- [Required task]:
Please set out the part of the material below that opens with the line containing "target: knee | mode: bbox" and closes with the line containing "[475,144,571,223]" as a JSON list of strings, one string per line and blank lines omitted.
• • • • •
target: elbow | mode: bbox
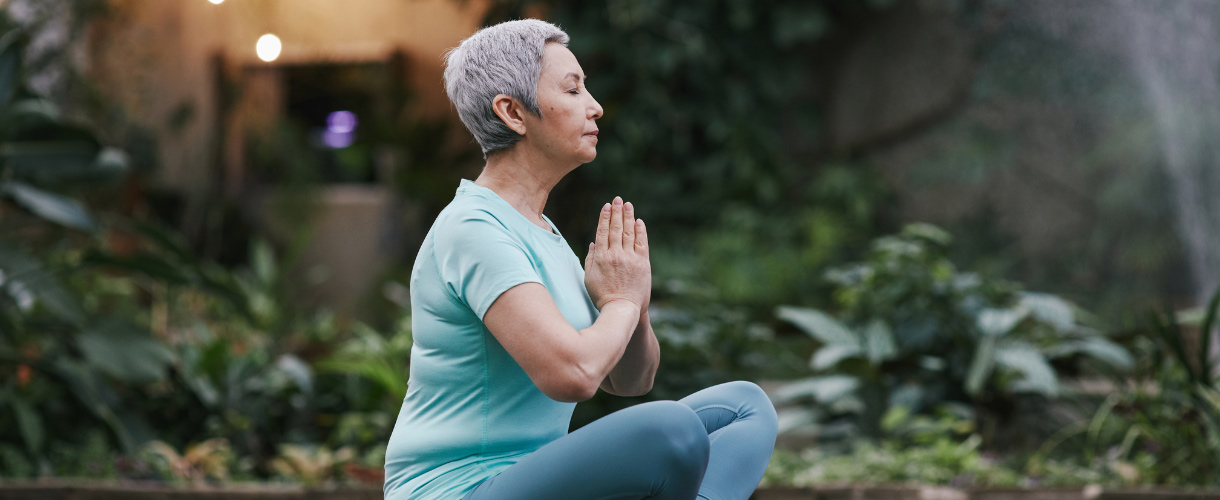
[538,366,601,402]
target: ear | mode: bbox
[492,94,527,135]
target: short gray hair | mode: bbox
[445,20,569,157]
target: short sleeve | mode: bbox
[436,210,542,320]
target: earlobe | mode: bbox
[492,94,526,135]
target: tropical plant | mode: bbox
[139,438,234,483]
[1031,286,1220,485]
[271,444,356,487]
[775,224,1132,438]
[0,20,183,473]
[317,315,414,410]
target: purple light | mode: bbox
[322,129,356,149]
[326,111,360,134]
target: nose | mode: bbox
[584,91,601,120]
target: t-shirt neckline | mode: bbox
[458,179,564,241]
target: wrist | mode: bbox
[600,299,647,316]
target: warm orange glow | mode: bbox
[254,33,283,62]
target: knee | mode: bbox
[722,380,780,432]
[637,401,711,472]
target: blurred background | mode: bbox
[0,0,1220,487]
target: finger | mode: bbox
[636,218,648,255]
[622,201,636,250]
[594,204,610,249]
[610,196,622,249]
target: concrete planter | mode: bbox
[750,485,1220,500]
[0,482,1220,500]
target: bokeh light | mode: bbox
[254,33,283,62]
[322,111,360,149]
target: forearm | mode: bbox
[603,310,661,396]
[573,300,647,396]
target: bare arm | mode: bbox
[483,198,651,401]
[601,306,661,396]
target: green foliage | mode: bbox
[775,224,1132,438]
[1036,286,1220,485]
[317,316,414,410]
[763,405,1148,488]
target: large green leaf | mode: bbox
[776,306,860,348]
[82,250,192,285]
[50,359,140,452]
[976,306,1030,337]
[809,345,861,371]
[996,344,1059,396]
[77,318,173,384]
[1046,337,1135,371]
[0,244,84,327]
[863,320,898,365]
[1020,293,1076,332]
[966,335,999,396]
[4,182,98,232]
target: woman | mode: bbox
[386,20,776,500]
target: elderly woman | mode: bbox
[386,20,776,500]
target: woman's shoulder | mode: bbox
[432,193,511,233]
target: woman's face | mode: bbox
[525,43,601,165]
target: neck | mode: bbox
[475,144,571,223]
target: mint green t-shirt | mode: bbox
[384,179,598,500]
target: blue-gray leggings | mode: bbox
[464,382,777,500]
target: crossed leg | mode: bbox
[464,382,777,500]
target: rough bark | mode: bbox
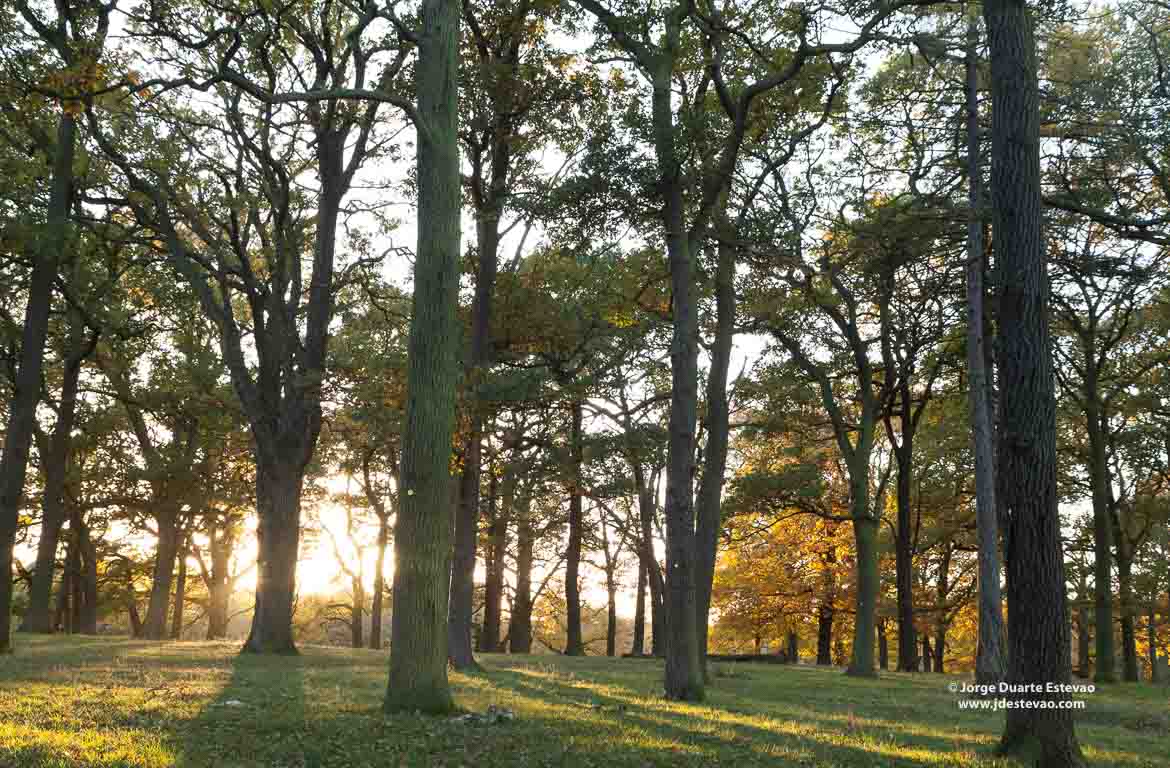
[817,604,834,666]
[629,560,646,656]
[983,0,1085,768]
[171,543,187,640]
[508,493,536,653]
[695,235,736,679]
[384,0,461,714]
[965,10,1006,685]
[23,311,92,633]
[0,112,76,653]
[143,510,179,640]
[370,515,390,651]
[480,465,505,653]
[565,400,585,656]
[242,459,304,654]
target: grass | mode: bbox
[0,636,1170,768]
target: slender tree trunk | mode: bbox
[0,114,76,653]
[983,0,1085,768]
[508,493,536,653]
[171,541,187,640]
[965,15,1006,685]
[143,510,179,640]
[1115,531,1142,683]
[480,473,505,653]
[370,517,390,651]
[1076,603,1092,678]
[846,468,881,677]
[817,604,834,666]
[565,400,585,656]
[695,242,735,680]
[23,311,88,633]
[73,512,97,635]
[629,561,646,656]
[605,583,618,657]
[242,461,304,654]
[894,437,917,672]
[1085,376,1117,683]
[384,22,462,702]
[633,470,666,656]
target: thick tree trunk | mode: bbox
[695,242,735,679]
[384,12,462,714]
[817,604,834,666]
[0,112,76,653]
[565,400,585,656]
[629,561,646,656]
[605,585,618,657]
[171,543,187,640]
[965,16,1006,685]
[983,0,1085,768]
[143,512,179,640]
[242,459,304,654]
[508,493,536,653]
[370,517,390,651]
• • • • •
- [Result]:
[
  "target: knee | mode: bbox",
  "[722,380,780,432]",
  "[637,401,711,472]",
  "target: blurred background | mode: bbox",
  "[0,0,1220,487]",
  "target: finger | mode: bbox",
  "[636,218,648,255]",
  "[622,201,636,250]",
  "[594,204,610,249]",
  "[610,196,622,249]",
  "target: concrete planter | mode: bbox",
  "[750,485,1220,500]",
  "[0,482,1220,500]",
  "target: bokeh light | mode: bbox",
  "[254,33,283,62]",
  "[322,111,360,149]",
  "target: forearm | mode: bbox",
  "[603,310,661,396]",
  "[573,300,647,396]",
  "target: bare arm | mode: bbox",
  "[483,198,651,401]",
  "[601,306,661,396]",
  "target: green foliage | mode: bbox",
  "[775,224,1132,438]",
  "[1036,286,1220,485]",
  "[317,316,414,410]",
  "[763,405,1148,488]",
  "target: large green leaf | mode: bbox",
  "[776,306,860,348]",
  "[82,250,192,285]",
  "[50,359,140,452]",
  "[976,306,1030,337]",
  "[809,345,861,371]",
  "[996,344,1059,396]",
  "[77,318,173,384]",
  "[1046,337,1135,371]",
  "[0,244,84,327]",
  "[863,320,898,365]",
  "[1020,293,1076,332]",
  "[966,335,999,396]",
  "[4,182,98,232]",
  "target: woman | mode: bbox",
  "[386,20,776,500]",
  "target: elderly woman | mode: bbox",
  "[386,20,776,500]",
  "target: woman's shoulder | mode: bbox",
  "[432,193,511,233]",
  "target: woman's face | mode: bbox",
  "[525,43,601,165]",
  "target: neck | mode: bbox",
  "[475,144,571,223]"
]